(Recorded data)

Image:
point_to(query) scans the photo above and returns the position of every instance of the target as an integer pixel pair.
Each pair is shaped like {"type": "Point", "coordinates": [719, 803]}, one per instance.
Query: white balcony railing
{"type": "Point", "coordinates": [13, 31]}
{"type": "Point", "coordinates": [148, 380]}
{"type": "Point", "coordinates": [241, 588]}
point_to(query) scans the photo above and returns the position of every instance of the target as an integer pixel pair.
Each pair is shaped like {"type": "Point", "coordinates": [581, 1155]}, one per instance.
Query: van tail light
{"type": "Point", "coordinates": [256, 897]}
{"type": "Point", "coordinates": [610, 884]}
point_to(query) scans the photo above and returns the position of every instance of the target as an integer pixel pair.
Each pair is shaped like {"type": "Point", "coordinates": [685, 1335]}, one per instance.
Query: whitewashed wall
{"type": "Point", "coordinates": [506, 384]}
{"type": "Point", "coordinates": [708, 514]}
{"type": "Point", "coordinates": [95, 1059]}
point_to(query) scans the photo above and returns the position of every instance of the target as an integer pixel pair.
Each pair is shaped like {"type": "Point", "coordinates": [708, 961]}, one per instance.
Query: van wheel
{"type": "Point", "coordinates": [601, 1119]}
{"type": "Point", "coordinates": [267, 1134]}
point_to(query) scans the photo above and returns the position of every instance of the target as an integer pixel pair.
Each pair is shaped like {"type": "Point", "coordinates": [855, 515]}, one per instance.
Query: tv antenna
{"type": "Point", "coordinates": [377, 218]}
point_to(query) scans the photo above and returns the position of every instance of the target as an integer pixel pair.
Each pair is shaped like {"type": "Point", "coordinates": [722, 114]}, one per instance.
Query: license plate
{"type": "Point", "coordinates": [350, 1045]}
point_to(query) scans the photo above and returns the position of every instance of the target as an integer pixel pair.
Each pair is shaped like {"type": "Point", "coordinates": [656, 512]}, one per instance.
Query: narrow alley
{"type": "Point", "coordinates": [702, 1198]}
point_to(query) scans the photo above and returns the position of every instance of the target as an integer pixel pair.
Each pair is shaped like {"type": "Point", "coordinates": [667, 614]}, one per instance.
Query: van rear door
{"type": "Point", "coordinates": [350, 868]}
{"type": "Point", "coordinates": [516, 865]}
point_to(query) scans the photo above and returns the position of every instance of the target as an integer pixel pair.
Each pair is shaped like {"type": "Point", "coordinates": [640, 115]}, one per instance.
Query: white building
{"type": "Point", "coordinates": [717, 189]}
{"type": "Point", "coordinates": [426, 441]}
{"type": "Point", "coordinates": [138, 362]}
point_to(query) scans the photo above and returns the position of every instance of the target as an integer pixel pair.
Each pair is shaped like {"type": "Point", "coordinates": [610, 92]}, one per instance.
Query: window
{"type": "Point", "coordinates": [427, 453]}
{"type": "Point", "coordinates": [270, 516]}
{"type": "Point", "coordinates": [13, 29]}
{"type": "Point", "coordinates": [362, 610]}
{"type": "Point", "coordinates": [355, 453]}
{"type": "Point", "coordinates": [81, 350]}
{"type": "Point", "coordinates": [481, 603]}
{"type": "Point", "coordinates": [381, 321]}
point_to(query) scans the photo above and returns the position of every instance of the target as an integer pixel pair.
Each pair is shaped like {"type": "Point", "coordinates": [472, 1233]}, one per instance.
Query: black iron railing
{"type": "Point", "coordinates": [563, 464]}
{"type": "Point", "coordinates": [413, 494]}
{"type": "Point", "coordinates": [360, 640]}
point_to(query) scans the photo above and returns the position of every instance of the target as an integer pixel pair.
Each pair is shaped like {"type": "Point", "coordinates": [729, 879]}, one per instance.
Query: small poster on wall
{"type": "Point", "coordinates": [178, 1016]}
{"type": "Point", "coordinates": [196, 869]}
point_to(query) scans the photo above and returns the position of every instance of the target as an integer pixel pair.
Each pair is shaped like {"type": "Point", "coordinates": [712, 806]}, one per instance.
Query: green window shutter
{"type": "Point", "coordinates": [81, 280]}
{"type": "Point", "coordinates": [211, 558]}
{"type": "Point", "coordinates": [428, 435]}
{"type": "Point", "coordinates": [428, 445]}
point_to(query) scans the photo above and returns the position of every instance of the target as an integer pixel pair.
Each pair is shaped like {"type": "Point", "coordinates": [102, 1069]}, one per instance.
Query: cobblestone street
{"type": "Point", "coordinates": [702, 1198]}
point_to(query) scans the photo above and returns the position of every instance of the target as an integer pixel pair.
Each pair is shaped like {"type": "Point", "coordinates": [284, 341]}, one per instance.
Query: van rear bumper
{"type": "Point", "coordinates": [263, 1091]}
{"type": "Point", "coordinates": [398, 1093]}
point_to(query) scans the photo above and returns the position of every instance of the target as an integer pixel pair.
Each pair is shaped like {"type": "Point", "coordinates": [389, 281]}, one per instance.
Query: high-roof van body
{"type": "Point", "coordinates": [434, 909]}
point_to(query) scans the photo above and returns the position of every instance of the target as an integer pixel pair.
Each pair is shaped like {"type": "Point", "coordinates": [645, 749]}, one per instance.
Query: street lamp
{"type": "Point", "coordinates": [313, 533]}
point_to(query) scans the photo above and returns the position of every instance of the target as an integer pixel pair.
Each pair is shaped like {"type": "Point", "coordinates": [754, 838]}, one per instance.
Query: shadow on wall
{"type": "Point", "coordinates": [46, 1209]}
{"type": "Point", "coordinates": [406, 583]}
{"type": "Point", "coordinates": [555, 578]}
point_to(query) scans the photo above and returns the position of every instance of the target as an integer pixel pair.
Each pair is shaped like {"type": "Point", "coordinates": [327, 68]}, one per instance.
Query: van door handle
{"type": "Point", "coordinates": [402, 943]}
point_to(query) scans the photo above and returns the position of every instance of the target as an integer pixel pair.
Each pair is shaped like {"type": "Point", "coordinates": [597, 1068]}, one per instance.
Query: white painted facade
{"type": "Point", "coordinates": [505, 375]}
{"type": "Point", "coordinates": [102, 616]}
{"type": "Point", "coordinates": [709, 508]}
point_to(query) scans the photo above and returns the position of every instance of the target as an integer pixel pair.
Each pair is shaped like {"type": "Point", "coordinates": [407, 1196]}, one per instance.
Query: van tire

(End Recorded data)

- Work to complete -
Repeat every record, keeping each line exactly as it is.

- Result for this task -
Image:
point_to(query) scans the photo above and returns the position of every instance of the target as an integer pixel pair.
Each pair is shaped like {"type": "Point", "coordinates": [719, 803]}, one per instance.
Query: white balcony railing
{"type": "Point", "coordinates": [13, 31]}
{"type": "Point", "coordinates": [148, 380]}
{"type": "Point", "coordinates": [241, 588]}
point_to(query) scans the photo above and returns the position of every instance of the target as an integer pixel pair.
Each pair is shaped like {"type": "Point", "coordinates": [581, 1155]}, one per instance.
Query: van tail light
{"type": "Point", "coordinates": [256, 897]}
{"type": "Point", "coordinates": [610, 884]}
point_to(query) scans the photo above and returns the position of every instance of the target as an integer pixel pair.
Each pair is shaped like {"type": "Point", "coordinates": [685, 1335]}, one per instance.
Query: whitewashed wall
{"type": "Point", "coordinates": [506, 384]}
{"type": "Point", "coordinates": [708, 514]}
{"type": "Point", "coordinates": [95, 1059]}
point_to(query) scans the photo above and returns the position of every instance of the target as an integer pixel pair.
Each pair is shaped like {"type": "Point", "coordinates": [708, 961]}, one per instance.
Query: van wheel
{"type": "Point", "coordinates": [601, 1119]}
{"type": "Point", "coordinates": [267, 1134]}
point_to(query) scans the photo above and returns the position of every instance of the target as an integer pixel pair.
Each pair is shaped like {"type": "Point", "coordinates": [855, 515]}, one per instance.
Query: tv antenna
{"type": "Point", "coordinates": [377, 218]}
point_to(query) scans the photo above and returns the position of every instance of the target as an integer pixel pair.
Each pair is shaped like {"type": "Point", "coordinates": [722, 114]}, one per instance.
Query: license plate
{"type": "Point", "coordinates": [350, 1045]}
point_to(query) scans the photo above and returns the position of every instance of the target as an integer pixel pair.
Each pair is shaped like {"type": "Point", "coordinates": [656, 512]}, one per instance.
Query: narrow alley
{"type": "Point", "coordinates": [702, 1198]}
point_to(query) scans the photo above and returns the position of every instance of the target as an integer pixel pair.
Each pair is shaped like {"type": "Point", "coordinates": [667, 614]}, one per instance.
Query: van rear door
{"type": "Point", "coordinates": [350, 868]}
{"type": "Point", "coordinates": [516, 865]}
point_to(query) scans the photo above and returns the position of every instance of the target as an integer pixel pair.
Each pair is shaped like {"type": "Point", "coordinates": [640, 115]}, one per instance.
Query: white building
{"type": "Point", "coordinates": [717, 189]}
{"type": "Point", "coordinates": [426, 441]}
{"type": "Point", "coordinates": [138, 362]}
point_to(query) scans the photo above and returns the position of every instance of the target as an integer pixel pair.
Each pair is shaped like {"type": "Point", "coordinates": [610, 92]}, one per instance.
Query: window
{"type": "Point", "coordinates": [427, 453]}
{"type": "Point", "coordinates": [270, 516]}
{"type": "Point", "coordinates": [13, 29]}
{"type": "Point", "coordinates": [362, 610]}
{"type": "Point", "coordinates": [355, 453]}
{"type": "Point", "coordinates": [81, 350]}
{"type": "Point", "coordinates": [481, 603]}
{"type": "Point", "coordinates": [381, 321]}
point_to(query) scans the photo above and returns the position of every instance of the target as an integer pixel pair.
Each pair is shaped like {"type": "Point", "coordinates": [472, 1233]}, one per instance.
Query: black iron railing
{"type": "Point", "coordinates": [563, 464]}
{"type": "Point", "coordinates": [413, 494]}
{"type": "Point", "coordinates": [360, 640]}
point_to(query) scans the photo above and returns the position of every instance of the target as an integer pixel pair.
Each pair is shaped like {"type": "Point", "coordinates": [729, 879]}, one per instance.
Query: small poster on wall
{"type": "Point", "coordinates": [178, 1016]}
{"type": "Point", "coordinates": [196, 869]}
point_to(query) scans the photo above and returns the position of every instance of the target as an integer pixel pair.
Each pair is shaped like {"type": "Point", "coordinates": [712, 806]}, one per instance.
Query: green window shutter
{"type": "Point", "coordinates": [81, 280]}
{"type": "Point", "coordinates": [211, 558]}
{"type": "Point", "coordinates": [428, 435]}
{"type": "Point", "coordinates": [428, 445]}
point_to(query) scans the photo above and returns the position of every instance of the target as an integer pixel pair.
Each pair is shaped like {"type": "Point", "coordinates": [102, 1069]}, one per instance.
Query: cobblestone street
{"type": "Point", "coordinates": [702, 1198]}
point_to(query) scans the photo above and returns the position of every instance of the target as an integer pixel pair.
Each pair is shaped like {"type": "Point", "coordinates": [284, 341]}, one per instance.
Query: van rear bumper
{"type": "Point", "coordinates": [263, 1091]}
{"type": "Point", "coordinates": [398, 1093]}
point_to(query) scans the photo above and returns the position of every instance of the target as an integer pixel pair.
Each pair is shaped like {"type": "Point", "coordinates": [389, 281]}, one per instance.
Query: high-roof van body
{"type": "Point", "coordinates": [434, 909]}
point_to(query) scans the photo above and returns the position of every instance of the target as an integer pixel pair.
Each pair is shaped like {"type": "Point", "coordinates": [645, 749]}, one per instance.
Query: street lamp
{"type": "Point", "coordinates": [313, 533]}
point_to(query) scans the photo above and returns the position of every instance of the target as an integer pixel pair.
Each pair is shaped like {"type": "Point", "coordinates": [754, 838]}, one per instance.
Query: shadow on wall
{"type": "Point", "coordinates": [46, 1209]}
{"type": "Point", "coordinates": [406, 583]}
{"type": "Point", "coordinates": [555, 578]}
point_to(query) scans the photo above and returns the position of every instance of the target as an integer pixel pair.
Each pair is shaped like {"type": "Point", "coordinates": [327, 68]}, one per instance.
Query: van door handle
{"type": "Point", "coordinates": [402, 943]}
point_to(query) scans the photo above and returns the position of every instance of the target as an integer pixel pair.
Each pair is shaped like {"type": "Point", "coordinates": [597, 1068]}, one per instance.
Query: white painted facade
{"type": "Point", "coordinates": [505, 375]}
{"type": "Point", "coordinates": [102, 616]}
{"type": "Point", "coordinates": [709, 508]}
point_to(query) scans the photo above and returns the position of every instance of the target as an integer pixel pair.
Each pair is shaped like {"type": "Point", "coordinates": [407, 1196]}, one per instance.
Query: van tire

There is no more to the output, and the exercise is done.